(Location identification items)
»»

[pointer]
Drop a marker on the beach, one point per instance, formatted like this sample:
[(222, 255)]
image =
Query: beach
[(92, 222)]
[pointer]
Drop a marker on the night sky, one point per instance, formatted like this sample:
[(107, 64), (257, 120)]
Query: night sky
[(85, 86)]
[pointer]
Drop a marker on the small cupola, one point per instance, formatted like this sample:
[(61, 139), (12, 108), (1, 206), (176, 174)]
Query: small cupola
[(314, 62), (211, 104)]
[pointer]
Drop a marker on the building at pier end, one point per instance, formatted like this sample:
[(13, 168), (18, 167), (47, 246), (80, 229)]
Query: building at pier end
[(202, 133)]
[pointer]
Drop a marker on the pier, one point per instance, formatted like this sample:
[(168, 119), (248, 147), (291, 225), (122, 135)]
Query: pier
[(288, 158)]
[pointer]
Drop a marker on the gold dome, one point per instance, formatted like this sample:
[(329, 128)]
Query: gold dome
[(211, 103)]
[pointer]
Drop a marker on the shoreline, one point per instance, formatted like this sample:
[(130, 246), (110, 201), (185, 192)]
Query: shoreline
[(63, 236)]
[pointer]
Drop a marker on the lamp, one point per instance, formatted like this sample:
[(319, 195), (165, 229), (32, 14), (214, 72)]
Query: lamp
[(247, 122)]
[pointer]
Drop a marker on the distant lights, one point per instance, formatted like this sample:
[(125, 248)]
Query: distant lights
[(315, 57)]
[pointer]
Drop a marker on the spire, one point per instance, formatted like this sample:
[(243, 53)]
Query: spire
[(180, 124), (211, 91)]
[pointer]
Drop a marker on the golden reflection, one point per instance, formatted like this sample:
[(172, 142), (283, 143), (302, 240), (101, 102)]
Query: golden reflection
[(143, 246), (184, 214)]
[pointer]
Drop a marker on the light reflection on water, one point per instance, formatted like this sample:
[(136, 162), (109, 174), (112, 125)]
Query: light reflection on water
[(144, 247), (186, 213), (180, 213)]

««

» **Problem statement**: Your task is to transcribe the listing above in full, exactly as given.

» **Output below**:
[pointer]
Drop a marker on the beach, one point per instance, formatted like this sample:
[(222, 255)]
image =
Query: beach
[(92, 222)]
[pointer]
Drop a marker on the night sky, one point per instance, formatted like this sample:
[(107, 64), (257, 120)]
Query: night sky
[(85, 86)]
[pointer]
Drop a marker on the small cupola, one point per instance, formatted like this sample:
[(61, 139), (12, 108), (1, 206), (176, 174)]
Query: small cupola
[(314, 62), (211, 104)]
[pointer]
Drop a marker on the building at pier end, one point per instance, formatted like this sample:
[(13, 168), (18, 167), (47, 246), (80, 229)]
Query: building at pier end
[(202, 133)]
[pointer]
Drop a marker on the pier, one point per instance, formatted like this sample:
[(168, 119), (248, 147), (291, 225), (122, 135)]
Query: pier
[(288, 158)]
[pointer]
Drop a marker on the gold dome, one point per instance, formatted like this sample:
[(329, 128)]
Query: gold dome
[(211, 103)]
[pointer]
Drop a marker on the shoreline, one point per instance, formatted like this sample:
[(130, 246), (110, 201), (185, 192)]
Query: shoreline
[(63, 236)]
[pointer]
Drop a marker on the lamp, one point per instance, formatted like this sample:
[(319, 195), (165, 229), (32, 14), (214, 72)]
Query: lamp
[(247, 122)]
[pointer]
Drop a marker on the distant lights, one point per instance, formatted like this sample:
[(125, 248)]
Query: distant lights
[(315, 57)]
[pointer]
Drop a marker on the spire, one point per instance, formatted like this sample:
[(243, 53)]
Query: spire
[(180, 124), (211, 91)]
[pointer]
Drop a marker on the golden reflection, one point per instance, formatted like this sample:
[(172, 142), (283, 143), (302, 240), (101, 102)]
Query: golden reflection
[(143, 246), (184, 214)]
[pointer]
Drop a marker on the light reflection on water, one point per instance, formatted like this sample:
[(136, 162), (109, 174), (112, 125)]
Query: light reflection on water
[(144, 247), (186, 213), (180, 213)]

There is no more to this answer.